PASSAGE FOURNI:
- - - - -

Je suis peut-être naïf, mais je suis convaincu que c’est exactement ce que le monde recherche. Grâce à des investissements massifs dans les énergies renouvelables, leur prix a diminué et leur production a augmenté, permettant à la Chine d’atteindre son pic d’émissions de carbone bien avant l’échéance de 2030.

La visite de Janet Yellen, secrétaire au Trésor des États-Unis, à Beijing à peu près au même moment, m’a incité à penser différemment. Selon les États-Unis, le déploiement massif des technologies vertes par la Chine ne constitue pas un service rendu au monde, mais plutôt un problème. Mme Yellen estime que la Chine est en surcapacité dans les secteurs verts. Mais en quoi cela pourrait-il être un problème ?

Un parc éolien à Bozhou (Anhui), le 27 avril 2024
Un parc éolien à Bozhou (Anhui), le 27 avril 2024

La solution chinoise à la transition verte 

Je me souviens clairement qu’à la fin des négociations sur le climat à Copenhague en 2009, certains écologistes étaient désespérés, ne voyant pratiquement aucune issue. Certes, l’ancien président américain Barack Obama était présent avec le Premier ministre chinois de l’époque, Wen Jiabao, la chancelière allemande Angela Merkel, le Premier ministre indien Manmohan Singh et le président brésilien Luiz Inácio Lula da Silva, mais les résultats étaient décevants.

- - - - -

OBJECTIF ÉNONCÉ 1: Transcrivez fidèlement le passage sur la transition verte chinoise, entre « Je me souviens » et « résultats étaient décevants. », bornes incluses.

- - - - -

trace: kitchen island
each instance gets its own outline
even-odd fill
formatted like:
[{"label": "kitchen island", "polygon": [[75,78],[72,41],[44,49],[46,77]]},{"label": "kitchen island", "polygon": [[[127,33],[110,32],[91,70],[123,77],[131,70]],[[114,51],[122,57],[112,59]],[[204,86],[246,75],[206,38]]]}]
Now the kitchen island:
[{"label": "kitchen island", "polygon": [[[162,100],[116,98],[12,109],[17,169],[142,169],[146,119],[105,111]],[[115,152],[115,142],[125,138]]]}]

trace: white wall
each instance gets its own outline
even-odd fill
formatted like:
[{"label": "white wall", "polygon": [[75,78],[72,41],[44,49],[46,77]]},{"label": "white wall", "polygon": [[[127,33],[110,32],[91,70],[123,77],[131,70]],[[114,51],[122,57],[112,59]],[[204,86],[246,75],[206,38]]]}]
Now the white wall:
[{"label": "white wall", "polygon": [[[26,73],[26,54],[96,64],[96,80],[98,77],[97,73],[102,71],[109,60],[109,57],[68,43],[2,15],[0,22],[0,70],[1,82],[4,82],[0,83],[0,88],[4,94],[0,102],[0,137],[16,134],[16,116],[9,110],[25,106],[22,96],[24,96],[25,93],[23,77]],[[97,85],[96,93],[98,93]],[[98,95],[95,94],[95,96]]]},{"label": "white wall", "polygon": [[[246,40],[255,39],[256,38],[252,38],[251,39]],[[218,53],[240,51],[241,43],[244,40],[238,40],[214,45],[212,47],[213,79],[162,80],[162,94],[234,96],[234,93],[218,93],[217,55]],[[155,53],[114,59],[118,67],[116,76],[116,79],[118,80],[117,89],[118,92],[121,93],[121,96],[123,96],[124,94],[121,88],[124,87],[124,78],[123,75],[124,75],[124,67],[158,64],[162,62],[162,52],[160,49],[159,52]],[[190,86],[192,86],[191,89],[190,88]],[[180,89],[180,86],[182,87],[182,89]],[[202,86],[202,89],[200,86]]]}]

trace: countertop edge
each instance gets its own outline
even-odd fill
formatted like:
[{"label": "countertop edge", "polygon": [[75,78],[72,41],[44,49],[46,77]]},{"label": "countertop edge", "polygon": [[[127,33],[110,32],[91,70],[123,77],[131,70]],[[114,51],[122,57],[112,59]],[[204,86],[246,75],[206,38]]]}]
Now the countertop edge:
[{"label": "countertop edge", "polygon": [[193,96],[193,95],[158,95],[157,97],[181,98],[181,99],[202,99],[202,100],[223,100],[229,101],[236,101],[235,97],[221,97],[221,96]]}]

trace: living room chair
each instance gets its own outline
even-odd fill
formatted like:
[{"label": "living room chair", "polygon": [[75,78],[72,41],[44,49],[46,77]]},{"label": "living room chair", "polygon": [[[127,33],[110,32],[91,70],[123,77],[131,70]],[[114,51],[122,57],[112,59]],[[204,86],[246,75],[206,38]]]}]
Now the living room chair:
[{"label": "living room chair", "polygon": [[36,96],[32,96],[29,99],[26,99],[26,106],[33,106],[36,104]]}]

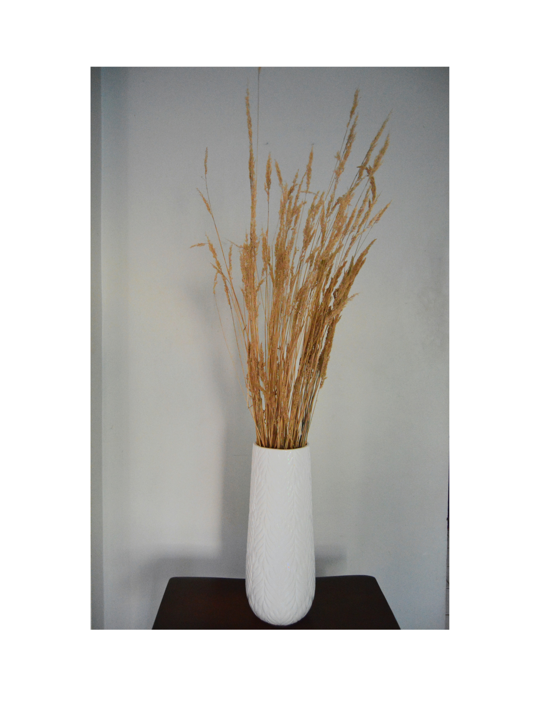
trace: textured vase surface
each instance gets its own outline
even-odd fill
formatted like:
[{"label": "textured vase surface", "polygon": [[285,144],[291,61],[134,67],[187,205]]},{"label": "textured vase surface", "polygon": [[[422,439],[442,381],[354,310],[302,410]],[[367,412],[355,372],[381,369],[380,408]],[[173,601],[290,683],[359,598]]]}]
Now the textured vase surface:
[{"label": "textured vase surface", "polygon": [[309,446],[253,444],[246,560],[251,609],[272,625],[297,622],[313,602],[315,580]]}]

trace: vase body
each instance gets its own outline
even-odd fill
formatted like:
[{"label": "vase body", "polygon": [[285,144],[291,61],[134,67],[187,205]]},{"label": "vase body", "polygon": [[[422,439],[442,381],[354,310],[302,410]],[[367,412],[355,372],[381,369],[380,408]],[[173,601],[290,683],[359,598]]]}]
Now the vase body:
[{"label": "vase body", "polygon": [[274,450],[253,444],[246,591],[272,625],[290,625],[315,596],[315,546],[309,446]]}]

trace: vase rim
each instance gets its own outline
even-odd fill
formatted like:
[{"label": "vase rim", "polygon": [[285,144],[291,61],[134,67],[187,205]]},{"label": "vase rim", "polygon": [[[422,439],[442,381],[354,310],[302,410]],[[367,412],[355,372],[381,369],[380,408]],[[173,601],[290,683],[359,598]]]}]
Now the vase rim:
[{"label": "vase rim", "polygon": [[259,448],[261,450],[271,450],[272,452],[296,452],[297,450],[305,450],[307,448],[309,448],[310,444],[306,443],[301,448],[264,448],[262,445],[257,445],[256,443],[253,443],[253,447]]}]

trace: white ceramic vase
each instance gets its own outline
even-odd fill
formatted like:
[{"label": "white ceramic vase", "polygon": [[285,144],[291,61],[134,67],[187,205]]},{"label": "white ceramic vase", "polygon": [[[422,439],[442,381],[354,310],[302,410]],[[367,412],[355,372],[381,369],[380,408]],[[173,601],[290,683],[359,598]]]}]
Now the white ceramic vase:
[{"label": "white ceramic vase", "polygon": [[315,596],[315,546],[309,446],[273,450],[253,444],[246,591],[255,614],[290,625]]}]

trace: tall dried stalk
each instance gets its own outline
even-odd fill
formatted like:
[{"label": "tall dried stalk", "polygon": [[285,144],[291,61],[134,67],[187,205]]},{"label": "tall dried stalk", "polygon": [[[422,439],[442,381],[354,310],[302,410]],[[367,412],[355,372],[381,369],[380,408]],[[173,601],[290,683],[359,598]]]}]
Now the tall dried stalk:
[{"label": "tall dried stalk", "polygon": [[279,166],[274,163],[281,200],[277,230],[269,242],[272,161],[269,155],[264,182],[266,229],[258,233],[256,159],[248,91],[251,211],[249,232],[238,248],[240,293],[233,280],[233,243],[225,256],[210,204],[207,148],[206,195],[199,192],[213,221],[217,243],[207,235],[206,243],[194,247],[207,246],[212,253],[215,294],[219,279],[222,281],[246,377],[248,407],[255,421],[257,444],[262,447],[291,449],[306,444],[313,409],[326,378],[336,326],[343,308],[355,297],[350,294],[353,284],[375,240],[362,247],[388,207],[374,212],[378,199],[375,174],[388,148],[389,135],[377,148],[390,116],[347,190],[337,194],[356,137],[357,104],[358,90],[325,192],[310,189],[312,149],[300,182],[297,172],[290,185],[284,183]]}]

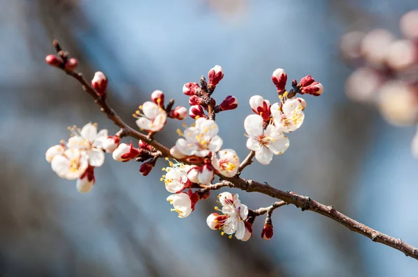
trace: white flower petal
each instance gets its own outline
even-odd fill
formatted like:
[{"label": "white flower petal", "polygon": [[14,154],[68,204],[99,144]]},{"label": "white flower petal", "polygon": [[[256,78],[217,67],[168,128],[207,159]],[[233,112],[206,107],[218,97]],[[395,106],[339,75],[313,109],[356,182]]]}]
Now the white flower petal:
[{"label": "white flower petal", "polygon": [[266,147],[256,151],[256,159],[261,164],[269,164],[273,159],[273,153]]},{"label": "white flower petal", "polygon": [[102,150],[93,148],[88,151],[88,164],[91,166],[102,166],[104,162],[104,153]]},{"label": "white flower petal", "polygon": [[244,120],[245,132],[251,138],[263,135],[263,118],[258,115],[251,114],[248,116]]}]

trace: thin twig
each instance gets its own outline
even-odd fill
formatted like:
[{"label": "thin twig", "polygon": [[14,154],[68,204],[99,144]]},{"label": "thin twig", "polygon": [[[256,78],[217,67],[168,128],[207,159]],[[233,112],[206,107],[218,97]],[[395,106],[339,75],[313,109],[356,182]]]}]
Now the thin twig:
[{"label": "thin twig", "polygon": [[[169,150],[167,148],[155,140],[149,139],[147,136],[139,133],[138,131],[134,130],[125,123],[125,122],[123,122],[123,120],[122,120],[122,119],[118,116],[114,111],[109,106],[107,103],[104,100],[102,100],[97,96],[94,89],[90,86],[87,81],[86,81],[82,74],[68,70],[65,68],[61,69],[63,69],[68,75],[77,79],[82,84],[84,90],[95,99],[95,102],[100,106],[101,111],[104,113],[107,117],[117,126],[121,127],[121,131],[119,132],[119,134],[123,135],[123,136],[131,136],[134,138],[141,139],[153,146],[157,150],[160,151],[163,157],[172,158],[171,155],[170,155]],[[179,161],[184,161],[185,164],[189,164],[186,161],[180,159],[178,160]],[[245,164],[242,164],[242,165],[244,166]],[[242,170],[245,166],[240,166],[240,168],[241,168]],[[417,249],[415,247],[405,243],[401,239],[396,239],[390,237],[382,232],[372,229],[371,228],[362,223],[360,223],[359,222],[356,221],[355,220],[336,211],[332,206],[326,206],[311,199],[307,196],[303,196],[294,193],[283,191],[268,184],[264,184],[251,180],[247,180],[241,178],[238,175],[233,177],[223,177],[223,178],[224,180],[222,181],[222,183],[224,183],[225,185],[222,184],[222,187],[229,186],[248,192],[258,192],[277,199],[282,200],[288,204],[293,204],[295,206],[301,208],[302,210],[309,210],[316,212],[333,219],[334,221],[342,224],[353,232],[358,232],[359,234],[369,237],[373,242],[379,242],[393,248],[397,249],[403,253],[405,255],[418,260],[418,249]],[[217,184],[215,184],[215,185],[217,185]]]}]

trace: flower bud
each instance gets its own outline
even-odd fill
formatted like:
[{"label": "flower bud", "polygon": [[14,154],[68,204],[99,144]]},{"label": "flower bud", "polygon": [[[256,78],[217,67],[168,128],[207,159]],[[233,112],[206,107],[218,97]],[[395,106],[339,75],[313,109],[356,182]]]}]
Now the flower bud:
[{"label": "flower bud", "polygon": [[264,120],[268,120],[270,116],[270,103],[260,95],[253,95],[249,98],[249,106],[254,113],[261,116]]},{"label": "flower bud", "polygon": [[287,82],[287,74],[283,68],[277,68],[272,74],[272,81],[276,88],[277,92],[281,93],[286,90],[286,83]]},{"label": "flower bud", "polygon": [[300,94],[310,94],[314,96],[319,96],[324,91],[324,87],[322,84],[315,81],[309,86],[302,87],[300,89]]},{"label": "flower bud", "polygon": [[59,67],[62,63],[62,61],[59,57],[52,54],[47,56],[45,61],[49,65],[55,67]]},{"label": "flower bud", "polygon": [[131,142],[130,145],[126,143],[121,143],[113,152],[112,157],[115,161],[127,161],[137,157],[140,154],[139,150],[134,148]]},{"label": "flower bud", "polygon": [[193,119],[196,119],[197,117],[203,118],[205,117],[205,112],[201,105],[194,105],[189,109],[189,116]]},{"label": "flower bud", "polygon": [[197,173],[197,182],[201,184],[208,184],[213,180],[215,171],[210,164],[203,164],[199,168]]},{"label": "flower bud", "polygon": [[153,164],[153,162],[144,163],[141,165],[141,166],[139,166],[139,172],[143,176],[146,176],[150,174],[150,172],[151,172],[155,165],[155,162]]},{"label": "flower bud", "polygon": [[108,153],[113,153],[119,146],[121,138],[118,136],[108,136],[102,144],[102,148]]},{"label": "flower bud", "polygon": [[220,111],[229,111],[237,109],[238,106],[238,100],[235,96],[228,95],[226,98],[219,104]]},{"label": "flower bud", "polygon": [[183,93],[186,95],[192,96],[198,95],[200,90],[200,86],[197,83],[189,82],[183,85]]},{"label": "flower bud", "polygon": [[226,214],[218,214],[212,212],[206,219],[206,224],[212,230],[220,230],[228,216]]},{"label": "flower bud", "polygon": [[261,232],[261,237],[266,240],[273,237],[273,225],[272,224],[272,219],[270,216],[268,216],[264,221],[263,232]]},{"label": "flower bud", "polygon": [[199,169],[199,168],[198,166],[193,166],[187,171],[187,179],[192,183],[199,183],[199,180],[197,178]]},{"label": "flower bud", "polygon": [[151,100],[160,106],[164,106],[164,93],[161,90],[154,90],[151,93]]},{"label": "flower bud", "polygon": [[107,78],[106,75],[100,71],[95,72],[91,80],[91,86],[99,96],[104,96],[106,94],[106,89],[107,88]]},{"label": "flower bud", "polygon": [[67,68],[68,70],[74,70],[75,68],[77,68],[77,64],[78,61],[77,59],[74,58],[69,58],[65,63],[65,68]]},{"label": "flower bud", "polygon": [[170,112],[170,117],[171,118],[178,119],[179,120],[185,119],[187,116],[187,109],[182,106],[176,106]]},{"label": "flower bud", "polygon": [[186,157],[177,148],[177,146],[173,146],[170,149],[170,155],[175,159],[183,159]]},{"label": "flower bud", "polygon": [[199,96],[192,95],[189,97],[189,104],[190,106],[201,105],[203,104],[203,100]]},{"label": "flower bud", "polygon": [[93,186],[95,182],[93,170],[94,167],[89,166],[83,175],[77,179],[76,183],[77,190],[82,193],[86,193],[93,189]]},{"label": "flower bud", "polygon": [[304,99],[301,97],[297,97],[296,99],[300,102],[302,110],[304,110],[307,107],[307,102],[304,100]]},{"label": "flower bud", "polygon": [[304,77],[303,77],[300,79],[300,81],[299,82],[299,86],[309,86],[309,85],[312,84],[314,81],[315,81],[315,80],[314,79],[314,78],[312,78],[312,76],[311,76],[311,75],[305,76]]},{"label": "flower bud", "polygon": [[218,83],[224,78],[224,71],[220,65],[215,65],[208,72],[209,84],[216,86]]}]

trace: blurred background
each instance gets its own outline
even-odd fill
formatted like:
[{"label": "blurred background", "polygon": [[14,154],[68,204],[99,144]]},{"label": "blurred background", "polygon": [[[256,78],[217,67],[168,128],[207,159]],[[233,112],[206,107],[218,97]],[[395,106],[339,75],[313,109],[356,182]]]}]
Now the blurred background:
[{"label": "blurred background", "polygon": [[[415,127],[387,123],[345,93],[353,72],[339,43],[348,31],[387,28],[418,8],[412,0],[0,0],[0,274],[4,276],[417,276],[418,262],[311,212],[286,206],[273,214],[274,236],[247,242],[210,230],[215,195],[178,219],[166,200],[158,167],[107,156],[96,184],[80,194],[60,179],[45,152],[67,126],[98,122],[118,129],[79,84],[47,65],[58,39],[88,79],[109,79],[109,102],[127,122],[155,89],[187,106],[182,87],[215,65],[225,77],[214,95],[238,98],[217,122],[224,147],[243,159],[249,97],[277,101],[271,74],[311,74],[325,92],[306,97],[303,127],[269,166],[243,177],[307,195],[381,232],[418,246]],[[188,124],[192,122],[187,119]],[[157,138],[173,145],[178,122]],[[164,163],[161,162],[160,168]],[[232,191],[237,192],[237,191]],[[250,208],[272,199],[240,193]]]}]

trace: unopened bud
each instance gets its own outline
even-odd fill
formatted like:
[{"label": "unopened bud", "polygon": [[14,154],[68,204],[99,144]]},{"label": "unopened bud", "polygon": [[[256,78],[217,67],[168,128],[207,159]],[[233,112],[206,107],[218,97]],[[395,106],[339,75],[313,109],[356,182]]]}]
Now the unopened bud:
[{"label": "unopened bud", "polygon": [[189,82],[183,86],[183,93],[186,95],[192,96],[198,95],[200,86],[197,83]]},{"label": "unopened bud", "polygon": [[68,70],[74,70],[75,68],[77,68],[77,64],[78,61],[77,59],[74,58],[69,58],[65,63],[65,68],[67,68]]},{"label": "unopened bud", "polygon": [[95,72],[91,80],[91,86],[99,96],[104,96],[106,94],[106,89],[107,88],[107,78],[106,75],[100,71]]},{"label": "unopened bud", "polygon": [[205,116],[205,112],[201,105],[194,105],[189,109],[189,116],[193,119],[196,119],[197,116],[203,118]]},{"label": "unopened bud", "polygon": [[315,80],[314,79],[314,78],[312,78],[312,76],[311,76],[311,75],[305,76],[304,77],[303,77],[300,79],[300,81],[299,82],[299,86],[309,86],[310,84],[312,84],[314,81],[315,81]]},{"label": "unopened bud", "polygon": [[164,93],[161,90],[154,90],[151,93],[151,100],[160,106],[164,106]]},{"label": "unopened bud", "polygon": [[234,109],[237,109],[238,106],[238,100],[235,96],[228,95],[226,98],[222,101],[222,102],[219,106],[219,109],[221,111],[229,111],[233,110]]},{"label": "unopened bud", "polygon": [[287,82],[287,74],[283,68],[277,68],[272,74],[272,81],[276,88],[277,92],[281,93],[286,90],[286,83]]},{"label": "unopened bud", "polygon": [[170,117],[171,118],[178,119],[179,120],[185,119],[187,116],[187,109],[182,106],[176,106],[170,112]]},{"label": "unopened bud", "polygon": [[102,148],[108,153],[113,153],[119,146],[121,138],[118,136],[108,136],[102,144]]},{"label": "unopened bud", "polygon": [[264,221],[263,232],[261,232],[261,237],[266,240],[273,237],[273,225],[272,224],[272,219],[270,216],[268,216]]},{"label": "unopened bud", "polygon": [[49,65],[55,67],[59,67],[62,63],[62,61],[59,57],[52,54],[47,56],[45,61]]},{"label": "unopened bud", "polygon": [[209,84],[216,86],[222,78],[224,78],[222,68],[220,65],[215,65],[208,72],[208,78],[209,79]]},{"label": "unopened bud", "polygon": [[151,172],[154,168],[154,165],[155,163],[153,164],[152,162],[144,163],[141,165],[141,166],[139,166],[139,172],[143,176],[146,176],[150,174],[150,172]]},{"label": "unopened bud", "polygon": [[310,94],[314,96],[319,96],[324,91],[324,87],[322,84],[315,81],[309,86],[302,87],[300,89],[300,94]]}]

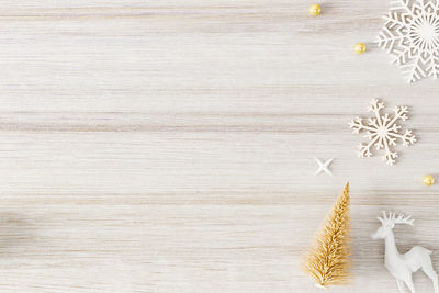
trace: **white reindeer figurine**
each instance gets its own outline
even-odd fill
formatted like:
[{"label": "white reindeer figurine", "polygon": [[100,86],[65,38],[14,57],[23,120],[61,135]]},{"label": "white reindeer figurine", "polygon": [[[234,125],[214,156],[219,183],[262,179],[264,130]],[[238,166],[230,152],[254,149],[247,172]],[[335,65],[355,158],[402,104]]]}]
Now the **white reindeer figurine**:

- - - - -

OBJECTIF ÉNONCÉ 2: Extrayez de la liste chaque ligne contenant la chaîne « reindeer », en tenant compte de la casse.

RÉPONSE COMPLÈTE 1:
Je me souviens clairement qu’à la fin des négociations sur le climat à Copenhague en 2009, certains écologistes étaient désespérés, ne voyant pratiquement aucune issue. Certes, l’ancien président américain Barack Obama était présent avec le Premier ministre chinois de l’époque, Wen Jiabao, la chancelière allemande Angela Merkel, le Premier ministre indien Manmohan Singh et le président brésilien Luiz Inácio Lula da Silva, mais les résultats étaient décevants.

RÉPONSE COMPLÈTE 2:
trace: **white reindeer figurine**
[{"label": "white reindeer figurine", "polygon": [[100,86],[65,38],[14,57],[23,120],[61,135]]},{"label": "white reindeer figurine", "polygon": [[[234,125],[214,156],[219,183],[262,179],[264,130]],[[238,166],[230,152],[254,149],[247,172]],[[335,65],[355,158],[402,104]]]}]
Now the **white reindeer figurine**:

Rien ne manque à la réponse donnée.